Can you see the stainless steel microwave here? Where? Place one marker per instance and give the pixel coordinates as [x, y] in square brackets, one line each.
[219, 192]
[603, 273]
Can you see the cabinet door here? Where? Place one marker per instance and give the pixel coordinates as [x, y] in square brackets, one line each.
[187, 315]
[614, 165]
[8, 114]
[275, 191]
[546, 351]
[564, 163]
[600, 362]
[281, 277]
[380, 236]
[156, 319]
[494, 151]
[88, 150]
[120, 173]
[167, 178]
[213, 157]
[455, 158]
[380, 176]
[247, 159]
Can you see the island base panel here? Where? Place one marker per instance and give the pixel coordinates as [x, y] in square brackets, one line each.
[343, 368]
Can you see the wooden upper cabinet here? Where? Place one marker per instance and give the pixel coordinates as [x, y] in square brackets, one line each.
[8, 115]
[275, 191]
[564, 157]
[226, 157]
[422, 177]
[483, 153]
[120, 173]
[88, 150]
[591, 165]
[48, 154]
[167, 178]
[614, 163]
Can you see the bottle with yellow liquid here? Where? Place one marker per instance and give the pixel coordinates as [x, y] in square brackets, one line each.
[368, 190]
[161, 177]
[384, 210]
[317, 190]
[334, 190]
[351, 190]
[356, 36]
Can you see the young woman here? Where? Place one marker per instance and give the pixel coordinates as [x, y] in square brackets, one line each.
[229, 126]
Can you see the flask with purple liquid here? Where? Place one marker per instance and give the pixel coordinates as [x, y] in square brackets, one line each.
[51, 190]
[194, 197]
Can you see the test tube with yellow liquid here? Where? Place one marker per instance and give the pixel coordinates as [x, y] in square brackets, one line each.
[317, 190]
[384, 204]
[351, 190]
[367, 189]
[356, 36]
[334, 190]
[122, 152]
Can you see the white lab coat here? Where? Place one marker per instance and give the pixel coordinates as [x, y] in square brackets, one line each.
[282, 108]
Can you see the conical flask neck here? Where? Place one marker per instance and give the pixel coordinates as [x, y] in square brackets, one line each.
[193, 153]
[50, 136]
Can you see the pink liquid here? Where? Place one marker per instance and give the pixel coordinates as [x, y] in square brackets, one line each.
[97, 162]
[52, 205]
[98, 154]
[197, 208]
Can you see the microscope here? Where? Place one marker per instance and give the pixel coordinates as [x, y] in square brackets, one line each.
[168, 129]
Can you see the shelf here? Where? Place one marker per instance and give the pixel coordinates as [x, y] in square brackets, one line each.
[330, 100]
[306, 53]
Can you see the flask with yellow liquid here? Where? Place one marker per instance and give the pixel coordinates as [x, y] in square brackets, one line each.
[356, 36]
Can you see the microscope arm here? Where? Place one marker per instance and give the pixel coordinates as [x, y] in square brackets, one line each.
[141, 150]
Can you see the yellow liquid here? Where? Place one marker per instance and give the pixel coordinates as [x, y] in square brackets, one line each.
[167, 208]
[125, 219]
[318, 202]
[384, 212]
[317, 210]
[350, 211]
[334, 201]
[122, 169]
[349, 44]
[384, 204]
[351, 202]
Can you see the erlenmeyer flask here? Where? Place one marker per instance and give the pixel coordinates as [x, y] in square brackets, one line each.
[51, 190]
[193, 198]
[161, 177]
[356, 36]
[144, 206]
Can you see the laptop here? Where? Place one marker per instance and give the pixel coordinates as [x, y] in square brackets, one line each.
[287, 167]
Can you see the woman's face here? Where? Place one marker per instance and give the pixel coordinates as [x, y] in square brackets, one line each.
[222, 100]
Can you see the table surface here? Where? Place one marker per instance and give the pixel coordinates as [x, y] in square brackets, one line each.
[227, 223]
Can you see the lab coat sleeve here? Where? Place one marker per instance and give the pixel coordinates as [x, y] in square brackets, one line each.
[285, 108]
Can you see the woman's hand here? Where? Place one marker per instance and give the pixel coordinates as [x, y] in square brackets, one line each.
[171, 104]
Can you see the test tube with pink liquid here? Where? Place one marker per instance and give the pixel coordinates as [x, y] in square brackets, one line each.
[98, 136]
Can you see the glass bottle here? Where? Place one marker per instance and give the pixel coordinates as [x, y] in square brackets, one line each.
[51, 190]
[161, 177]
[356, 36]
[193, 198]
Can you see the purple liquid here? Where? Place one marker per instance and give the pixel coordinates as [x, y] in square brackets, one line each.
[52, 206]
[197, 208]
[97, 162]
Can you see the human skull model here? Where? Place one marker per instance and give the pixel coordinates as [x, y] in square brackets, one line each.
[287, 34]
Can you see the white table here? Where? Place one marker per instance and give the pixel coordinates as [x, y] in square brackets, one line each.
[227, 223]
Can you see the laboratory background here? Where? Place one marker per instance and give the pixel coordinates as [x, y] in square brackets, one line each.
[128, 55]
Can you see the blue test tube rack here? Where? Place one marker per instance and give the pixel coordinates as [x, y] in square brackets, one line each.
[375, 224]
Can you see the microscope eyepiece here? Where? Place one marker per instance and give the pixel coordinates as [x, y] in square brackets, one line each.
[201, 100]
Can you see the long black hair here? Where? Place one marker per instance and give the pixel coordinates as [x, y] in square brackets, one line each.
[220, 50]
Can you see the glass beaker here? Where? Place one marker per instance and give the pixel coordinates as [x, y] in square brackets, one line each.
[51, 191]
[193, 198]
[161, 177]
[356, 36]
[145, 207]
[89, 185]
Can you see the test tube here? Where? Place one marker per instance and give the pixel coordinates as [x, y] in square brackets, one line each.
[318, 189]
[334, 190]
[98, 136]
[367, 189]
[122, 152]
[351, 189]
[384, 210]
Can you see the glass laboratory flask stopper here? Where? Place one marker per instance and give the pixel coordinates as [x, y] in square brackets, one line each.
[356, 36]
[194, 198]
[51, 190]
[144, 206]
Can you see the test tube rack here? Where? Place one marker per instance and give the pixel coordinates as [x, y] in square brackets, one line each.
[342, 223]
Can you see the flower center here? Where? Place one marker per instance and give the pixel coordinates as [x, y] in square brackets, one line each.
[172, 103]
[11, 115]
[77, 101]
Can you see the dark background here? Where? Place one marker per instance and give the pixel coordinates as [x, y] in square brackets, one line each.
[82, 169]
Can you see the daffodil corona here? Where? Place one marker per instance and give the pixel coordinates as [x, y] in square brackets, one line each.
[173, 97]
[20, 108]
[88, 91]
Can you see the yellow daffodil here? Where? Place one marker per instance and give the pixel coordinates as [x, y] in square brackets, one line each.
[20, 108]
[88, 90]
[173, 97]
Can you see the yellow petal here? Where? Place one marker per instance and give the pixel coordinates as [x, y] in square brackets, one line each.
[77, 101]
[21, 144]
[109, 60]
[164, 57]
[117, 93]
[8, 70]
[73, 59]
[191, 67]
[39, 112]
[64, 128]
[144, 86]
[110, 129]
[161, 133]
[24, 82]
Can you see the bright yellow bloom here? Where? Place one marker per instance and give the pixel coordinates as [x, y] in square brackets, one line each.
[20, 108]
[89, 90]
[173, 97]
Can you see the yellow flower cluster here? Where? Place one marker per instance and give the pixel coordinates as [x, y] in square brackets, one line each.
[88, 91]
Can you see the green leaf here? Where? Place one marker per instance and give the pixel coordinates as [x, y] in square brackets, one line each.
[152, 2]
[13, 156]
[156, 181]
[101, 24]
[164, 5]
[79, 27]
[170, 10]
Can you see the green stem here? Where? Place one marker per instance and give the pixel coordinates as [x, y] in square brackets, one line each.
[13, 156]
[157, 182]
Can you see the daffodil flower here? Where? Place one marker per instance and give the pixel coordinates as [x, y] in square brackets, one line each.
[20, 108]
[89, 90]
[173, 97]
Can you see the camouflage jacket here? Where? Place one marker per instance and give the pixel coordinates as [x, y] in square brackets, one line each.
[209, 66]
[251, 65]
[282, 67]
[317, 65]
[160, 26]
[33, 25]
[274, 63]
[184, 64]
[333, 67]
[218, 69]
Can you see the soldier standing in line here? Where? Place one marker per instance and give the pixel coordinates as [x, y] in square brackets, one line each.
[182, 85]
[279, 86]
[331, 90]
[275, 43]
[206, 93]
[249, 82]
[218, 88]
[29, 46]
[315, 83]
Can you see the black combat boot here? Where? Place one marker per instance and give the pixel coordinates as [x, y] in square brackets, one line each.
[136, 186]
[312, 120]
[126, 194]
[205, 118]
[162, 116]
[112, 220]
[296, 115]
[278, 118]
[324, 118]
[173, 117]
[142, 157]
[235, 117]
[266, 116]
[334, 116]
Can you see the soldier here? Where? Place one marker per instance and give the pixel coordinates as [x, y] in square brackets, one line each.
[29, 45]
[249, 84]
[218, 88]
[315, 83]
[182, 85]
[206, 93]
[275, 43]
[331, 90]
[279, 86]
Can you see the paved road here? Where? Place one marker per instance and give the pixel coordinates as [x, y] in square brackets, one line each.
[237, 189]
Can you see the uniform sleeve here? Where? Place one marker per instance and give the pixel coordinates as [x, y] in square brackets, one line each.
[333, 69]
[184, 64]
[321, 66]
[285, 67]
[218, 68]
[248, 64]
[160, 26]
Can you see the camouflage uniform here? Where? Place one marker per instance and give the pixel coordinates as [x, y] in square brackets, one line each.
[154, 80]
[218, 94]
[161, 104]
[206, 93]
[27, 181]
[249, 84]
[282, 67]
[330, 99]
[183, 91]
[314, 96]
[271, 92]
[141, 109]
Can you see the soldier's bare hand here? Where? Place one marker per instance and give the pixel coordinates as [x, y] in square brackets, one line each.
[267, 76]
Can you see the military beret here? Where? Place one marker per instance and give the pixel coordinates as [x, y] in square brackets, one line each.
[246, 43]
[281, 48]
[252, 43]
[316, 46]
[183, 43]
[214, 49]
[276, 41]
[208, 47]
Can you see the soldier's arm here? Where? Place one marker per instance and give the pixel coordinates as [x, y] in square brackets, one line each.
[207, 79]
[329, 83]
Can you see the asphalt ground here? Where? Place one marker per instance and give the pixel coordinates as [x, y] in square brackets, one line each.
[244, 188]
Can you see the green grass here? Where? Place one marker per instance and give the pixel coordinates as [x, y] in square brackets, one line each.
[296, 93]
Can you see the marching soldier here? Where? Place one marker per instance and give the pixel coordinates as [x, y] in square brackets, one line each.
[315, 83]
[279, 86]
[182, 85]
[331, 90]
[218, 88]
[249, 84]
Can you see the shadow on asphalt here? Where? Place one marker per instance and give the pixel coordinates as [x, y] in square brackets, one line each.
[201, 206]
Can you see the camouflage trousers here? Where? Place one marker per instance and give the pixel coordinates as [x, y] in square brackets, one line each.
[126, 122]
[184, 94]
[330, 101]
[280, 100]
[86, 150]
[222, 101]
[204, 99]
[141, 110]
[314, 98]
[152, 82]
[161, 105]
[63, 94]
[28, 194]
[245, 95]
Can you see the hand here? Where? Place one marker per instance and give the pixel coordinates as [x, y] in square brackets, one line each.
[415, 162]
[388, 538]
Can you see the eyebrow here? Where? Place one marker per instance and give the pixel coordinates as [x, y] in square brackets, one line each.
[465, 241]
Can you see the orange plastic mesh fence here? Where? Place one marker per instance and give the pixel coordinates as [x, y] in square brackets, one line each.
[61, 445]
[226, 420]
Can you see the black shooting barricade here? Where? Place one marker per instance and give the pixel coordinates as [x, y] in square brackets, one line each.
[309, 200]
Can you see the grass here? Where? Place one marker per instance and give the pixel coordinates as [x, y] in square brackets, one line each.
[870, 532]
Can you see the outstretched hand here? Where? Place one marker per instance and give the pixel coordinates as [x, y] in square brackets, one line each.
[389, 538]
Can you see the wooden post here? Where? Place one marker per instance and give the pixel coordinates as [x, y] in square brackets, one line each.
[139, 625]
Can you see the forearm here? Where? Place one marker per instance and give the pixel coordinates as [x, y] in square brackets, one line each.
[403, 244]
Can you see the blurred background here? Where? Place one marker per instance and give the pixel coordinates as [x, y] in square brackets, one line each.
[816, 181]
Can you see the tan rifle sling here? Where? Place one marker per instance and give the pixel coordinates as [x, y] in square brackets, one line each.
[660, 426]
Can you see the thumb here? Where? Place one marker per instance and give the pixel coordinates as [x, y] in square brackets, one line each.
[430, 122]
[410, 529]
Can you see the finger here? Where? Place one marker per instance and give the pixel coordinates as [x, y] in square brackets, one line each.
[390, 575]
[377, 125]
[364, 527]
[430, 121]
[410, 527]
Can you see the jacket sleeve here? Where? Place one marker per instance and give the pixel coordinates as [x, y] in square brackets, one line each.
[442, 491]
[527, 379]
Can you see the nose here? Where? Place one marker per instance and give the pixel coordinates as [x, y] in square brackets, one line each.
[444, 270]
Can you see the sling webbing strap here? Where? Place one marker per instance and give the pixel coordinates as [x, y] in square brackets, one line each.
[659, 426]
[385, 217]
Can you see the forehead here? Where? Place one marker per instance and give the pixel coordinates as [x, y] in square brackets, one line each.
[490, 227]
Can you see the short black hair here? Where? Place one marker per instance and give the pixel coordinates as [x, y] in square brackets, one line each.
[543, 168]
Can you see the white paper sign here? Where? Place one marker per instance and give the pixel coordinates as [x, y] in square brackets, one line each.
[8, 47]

- - - - -

Produce an exact repeat of the lines from the one containing "Can you see the nose" through the last line of the data, and nothing more.

Can you see the nose here? Where? Place one marker per instance and give the pixel coordinates as [x, y] in square brackets, one line each.
[444, 270]
Can you see the sling webbing strap here? Where? Place one marker per instance and give the pixel coordinates as [x, y] in square brackets, one line each.
[659, 426]
[385, 217]
Can you see the forehead here? Where? Place one marker per instance and give the pixel coordinates as [x, y] in square brackets, one line each.
[490, 227]
Can you see the short black hair here? Where? Place one marker per instance and give the pixel coordinates as [x, y] in square brackets, one line each.
[543, 168]
Can you see the white paper sign here? Where? Place one marker per instance and give the pixel coordinates as [x, y] in square brackets, one line each.
[8, 47]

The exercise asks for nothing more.